▶ **AIM OF THE TASK**: Write out the data again in full, exactly as it reads.

Start of INPUT

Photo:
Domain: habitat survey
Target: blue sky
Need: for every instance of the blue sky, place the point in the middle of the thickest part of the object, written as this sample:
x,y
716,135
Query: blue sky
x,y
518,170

End of INPUT

▶ **THE COMPLETED TASK**:
Photo:
Domain: habitat survey
Target: blue sky
Need: for every instance of the blue sky, place the point in the middle of the thickest part of the object, written as this sample:
x,y
716,135
Query: blue sky
x,y
518,170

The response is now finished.